> **Task description**:
Would you please give the entries again word for word, with no images in your copy?

### Data provided

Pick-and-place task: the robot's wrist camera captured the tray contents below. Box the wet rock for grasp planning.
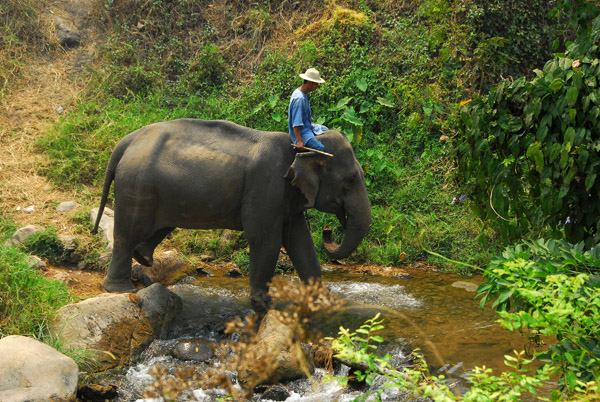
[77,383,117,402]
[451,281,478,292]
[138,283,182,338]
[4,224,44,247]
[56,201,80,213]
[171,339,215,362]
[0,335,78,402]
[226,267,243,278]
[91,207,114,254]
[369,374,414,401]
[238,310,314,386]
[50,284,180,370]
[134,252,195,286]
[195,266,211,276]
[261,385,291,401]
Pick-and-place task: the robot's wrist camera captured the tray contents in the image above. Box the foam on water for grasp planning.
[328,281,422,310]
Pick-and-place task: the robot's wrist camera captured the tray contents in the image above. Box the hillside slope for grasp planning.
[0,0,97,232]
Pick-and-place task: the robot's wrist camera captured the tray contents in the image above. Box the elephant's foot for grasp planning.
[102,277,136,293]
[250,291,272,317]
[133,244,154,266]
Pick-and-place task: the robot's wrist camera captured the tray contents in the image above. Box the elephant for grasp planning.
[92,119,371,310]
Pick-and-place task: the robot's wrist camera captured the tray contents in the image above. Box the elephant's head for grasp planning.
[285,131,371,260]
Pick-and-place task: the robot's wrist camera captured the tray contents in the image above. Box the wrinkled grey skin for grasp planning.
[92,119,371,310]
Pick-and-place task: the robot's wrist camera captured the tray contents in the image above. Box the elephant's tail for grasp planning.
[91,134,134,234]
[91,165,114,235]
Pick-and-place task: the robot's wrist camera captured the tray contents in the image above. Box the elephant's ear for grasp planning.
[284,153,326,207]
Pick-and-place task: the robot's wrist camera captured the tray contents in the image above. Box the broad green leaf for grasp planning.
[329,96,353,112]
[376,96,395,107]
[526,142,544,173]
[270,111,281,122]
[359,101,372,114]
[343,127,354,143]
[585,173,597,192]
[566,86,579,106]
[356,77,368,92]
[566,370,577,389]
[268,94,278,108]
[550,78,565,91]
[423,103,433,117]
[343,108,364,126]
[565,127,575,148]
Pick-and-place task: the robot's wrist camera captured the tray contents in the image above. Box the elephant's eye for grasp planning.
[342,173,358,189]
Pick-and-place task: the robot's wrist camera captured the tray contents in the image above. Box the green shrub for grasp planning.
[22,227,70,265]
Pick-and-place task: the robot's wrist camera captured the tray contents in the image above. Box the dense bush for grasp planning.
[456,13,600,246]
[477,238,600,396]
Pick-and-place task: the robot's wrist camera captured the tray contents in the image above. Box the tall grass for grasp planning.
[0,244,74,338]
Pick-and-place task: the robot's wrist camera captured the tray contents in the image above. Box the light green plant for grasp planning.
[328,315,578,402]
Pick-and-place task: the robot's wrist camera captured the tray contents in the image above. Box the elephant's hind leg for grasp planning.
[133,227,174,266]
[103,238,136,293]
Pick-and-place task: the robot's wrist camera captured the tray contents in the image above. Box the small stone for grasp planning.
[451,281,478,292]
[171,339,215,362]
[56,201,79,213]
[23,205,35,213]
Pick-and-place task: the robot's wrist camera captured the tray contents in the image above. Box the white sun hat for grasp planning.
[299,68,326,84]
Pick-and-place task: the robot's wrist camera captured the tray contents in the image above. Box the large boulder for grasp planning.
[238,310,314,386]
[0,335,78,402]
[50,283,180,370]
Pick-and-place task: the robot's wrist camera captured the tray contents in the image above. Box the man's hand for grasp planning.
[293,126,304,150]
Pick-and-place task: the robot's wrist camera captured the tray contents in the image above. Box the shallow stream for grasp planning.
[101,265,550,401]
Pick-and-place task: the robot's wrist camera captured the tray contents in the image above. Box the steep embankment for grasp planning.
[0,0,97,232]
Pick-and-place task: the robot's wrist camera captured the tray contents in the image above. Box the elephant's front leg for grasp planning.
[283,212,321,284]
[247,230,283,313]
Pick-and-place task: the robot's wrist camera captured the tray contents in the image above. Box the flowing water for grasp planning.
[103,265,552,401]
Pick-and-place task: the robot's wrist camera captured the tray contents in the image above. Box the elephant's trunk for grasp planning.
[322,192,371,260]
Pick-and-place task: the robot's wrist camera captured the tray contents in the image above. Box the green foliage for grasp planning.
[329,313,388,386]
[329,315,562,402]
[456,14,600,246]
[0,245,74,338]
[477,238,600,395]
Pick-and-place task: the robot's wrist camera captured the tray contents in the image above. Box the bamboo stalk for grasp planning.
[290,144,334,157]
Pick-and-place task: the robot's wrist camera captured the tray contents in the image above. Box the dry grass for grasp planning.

######

> **Solution for this task**:
Pick-and-place task: the robot's wrist camera captured the tray contents below. Box the wet rock for grasp planning.
[77,383,117,402]
[451,281,478,292]
[138,283,182,338]
[4,224,44,247]
[56,201,80,213]
[171,339,215,362]
[0,335,78,402]
[226,267,243,278]
[91,207,114,254]
[369,374,414,401]
[238,310,314,386]
[50,284,180,370]
[134,252,195,286]
[195,266,211,276]
[261,385,291,401]
Pick-and-place task: the robot's wrist camera captured the tray contents in the image above. Box the foam on water for grasp planning.
[328,281,422,310]
Pick-and-place task: the robot's wrist camera captured the tray contents in the image above. Box the hillside slope for grasp planning.
[0,0,97,232]
Pick-and-place task: the robot's wrist camera captured the tray contents in the image above. Box the elephant's foot for grasp planning.
[102,277,136,293]
[250,291,272,317]
[133,244,154,266]
Pick-and-place task: the robot's wrist camera captured the tray contents in the image above. Box the elephant for grasp planning.
[92,119,371,310]
Pick-and-place task: the robot's wrist camera captured the tray contents in the image above. Box the elephant's head for grasp planning.
[285,131,371,260]
Pick-and-place task: the robot's wrist camera captured the tray contents in the image above. Box the wrinkled grey skin for grasp planning.
[92,119,371,310]
Pick-and-place task: the robot's wrist camera captured the tray contents in the image above. Box the elephant's tail for grasp planning.
[91,134,134,234]
[91,165,114,235]
Pick-and-place task: the robot's wrist camera captured the tray contents in the image above. Box the elephant's ear for grasp planning.
[284,153,326,207]
Pick-and-place task: the robot's wrist camera captured the tray contents in the image above. Box the broad green leaf for grasp planning.
[329,96,353,112]
[376,96,395,107]
[526,142,544,173]
[270,111,281,122]
[359,101,372,114]
[343,127,354,143]
[585,173,597,192]
[566,86,579,106]
[356,77,368,92]
[566,370,577,389]
[268,94,278,108]
[550,78,565,91]
[423,103,433,117]
[343,108,364,126]
[565,127,575,148]
Pick-and-place task: the robot's wrist camera captured the tray contents in the image above. Box the elephant's eye for grasp planning.
[342,173,358,189]
Pick-and-place task: the robot's wrist camera captured the tray contents in the image above. Box the green shrub for grasp planning.
[22,227,70,265]
Pick-and-place task: the robot's wrist camera captured the tray contents in the image above. Box the dense bush for grasp planning.
[456,13,600,246]
[477,238,600,396]
Pick-and-place task: the robot's wrist camera captured the tray contents in the image above. Box the tall grass for grasp planning.
[0,244,74,338]
Pick-and-place task: the robot's wrist camera captured the tray contents in the image above. Box the light green plant for grasp planning.
[328,315,578,402]
Pick-and-place task: the robot's wrist camera captured the tray contents in the image above. Box the elephant's hind leg for grasp planning.
[133,227,174,266]
[103,238,136,293]
Pick-and-place task: the robot's wrist camera captured the tray contents in the image above. Box the small stone for grasp planning.
[451,281,478,292]
[171,339,215,362]
[56,201,79,213]
[23,205,35,213]
Pick-and-place task: the robot's wrist camera captured the tray contents in the image above. Box the white sun hat for grasp planning.
[299,68,326,84]
Pick-and-place task: the robot's wrist camera captured the tray contents in the image above. Box the large boulder for grasp planning.
[238,310,314,386]
[0,335,78,402]
[50,283,180,370]
Pick-and-place task: the robot's wrist camera captured the tray contents in the image above. Box the man's hand for grasp planning.
[293,126,304,150]
Pick-and-place task: the robot's wrist camera captured the tray contents in the image above. Box the shallow stream for grasp planning.
[101,265,550,401]
Pick-and-place task: the robot's wrist camera captured the tray contents in the image above. Box the steep embankment for grasp planning.
[0,0,97,232]
Pick-and-place task: the robot's wrist camera captured the tray contents in the image above. Box the elephant's front leg for grasp planning.
[283,212,321,284]
[247,230,283,313]
Pick-and-place task: the robot's wrist camera captured the tray contents in the image above. Box the flowing water for grasp planning.
[103,265,552,401]
Pick-and-place task: the robot's wrist camera captured the tray contents in the image above. Box the elephant's trunk for grasp planning.
[322,192,371,260]
Pick-and-place task: the robot's wrist camera captured the tray contents in the image above. Box the green foliage for grasp planning.
[329,313,388,386]
[329,315,562,402]
[456,14,600,246]
[0,245,74,338]
[477,238,600,395]
Pick-and-place task: the robot's wrist camera captured the tray contents in the image above. Box the bamboo stalk for grasp planning.
[290,144,334,157]
Pick-and-place task: the robot's wrist camera captured the tray contents in the image above. Box the dry grass for grasp planning.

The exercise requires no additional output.